Work request:
Please retype the records below exactly as they stand.

[[ Dataset entries, beginning ]]

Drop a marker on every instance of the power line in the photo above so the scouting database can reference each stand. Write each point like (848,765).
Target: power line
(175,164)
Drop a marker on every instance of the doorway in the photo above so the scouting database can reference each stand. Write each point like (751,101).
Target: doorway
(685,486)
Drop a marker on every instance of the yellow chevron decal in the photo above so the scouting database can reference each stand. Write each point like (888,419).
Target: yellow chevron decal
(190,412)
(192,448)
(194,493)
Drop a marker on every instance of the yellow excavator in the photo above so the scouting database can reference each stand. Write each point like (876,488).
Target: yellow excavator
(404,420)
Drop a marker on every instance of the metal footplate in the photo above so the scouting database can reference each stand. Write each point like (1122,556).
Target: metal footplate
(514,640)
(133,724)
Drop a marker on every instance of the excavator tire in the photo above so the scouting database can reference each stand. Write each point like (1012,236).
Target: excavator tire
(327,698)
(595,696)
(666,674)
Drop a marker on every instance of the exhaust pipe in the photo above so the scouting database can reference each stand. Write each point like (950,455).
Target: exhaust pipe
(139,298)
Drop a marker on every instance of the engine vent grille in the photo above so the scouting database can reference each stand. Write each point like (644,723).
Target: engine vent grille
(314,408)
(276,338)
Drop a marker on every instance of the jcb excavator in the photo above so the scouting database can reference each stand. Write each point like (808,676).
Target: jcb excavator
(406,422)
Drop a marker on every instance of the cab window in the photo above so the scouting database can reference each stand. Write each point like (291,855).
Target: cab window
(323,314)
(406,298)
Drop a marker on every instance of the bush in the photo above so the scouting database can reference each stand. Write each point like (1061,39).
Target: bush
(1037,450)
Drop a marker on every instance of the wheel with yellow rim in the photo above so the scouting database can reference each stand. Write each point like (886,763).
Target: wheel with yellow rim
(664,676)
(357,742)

[[ Dataset entries, end ]]

Answer for the task:
Drop a marker on every instance of the power line in the photo above so the scouting database can reference each stand. Write each point like (848,765).
Target: power line
(175,164)
Drop a marker on every instance of the doorway in the photo above so the scouting database can reference each stand. Write each point like (751,101).
Target: doorway
(685,486)
Drop a marker on every instance of the yellow chevron decal in the photo above so the scouting database can reference each stand. Write each point like (888,419).
Target: yellow chevron decal
(190,412)
(192,448)
(194,493)
Drop a marker on every instance of the yellow excavator in the photo above so the scouting database can reference each stand. Write each point like (876,488).
Target: yellow excavator
(404,420)
Drop a marker on every instance of the metal footplate in the photo above so the scouting database can reference each stand. Write each point like (1122,556).
Target: metal footplate
(514,640)
(133,724)
Drop a marker on every instance of the excavator tire in the photo above so the scouting database can reference each stand. Write each point like (1012,236).
Target: excavator tire
(327,698)
(595,696)
(666,674)
Drop a marker on every instance of the exhaust pipe in the photo above so the scouting database can reference each stand. Write each point like (950,455).
Target: exhaust pipe
(139,298)
Drop a marker on every instance of the engine vent grille in the photo above so the scouting database can reference each stand. Write each point like (644,723).
Target: engine vent grille
(314,408)
(276,338)
Drop a marker on every instance of the jcb excavator in the photo above so the scouting database can reference each stand. Write each point like (808,676).
Target: jcb excavator
(406,422)
Drop a marker on every instance of the cab window in the photo above so the scouting database can reference each stand. Write each point like (291,855).
Target: cab window
(323,314)
(406,298)
Drop a marker on every instance of the bush in the photo above so the scouting database can reference each stand. Write each point like (1061,39).
Target: bush
(1037,450)
Drop a marker on every instance of the wheel with yellow rim in the photo above so the scouting database can reference each stand. Write each point like (886,763).
Target: wheel with yellow rim
(664,676)
(357,742)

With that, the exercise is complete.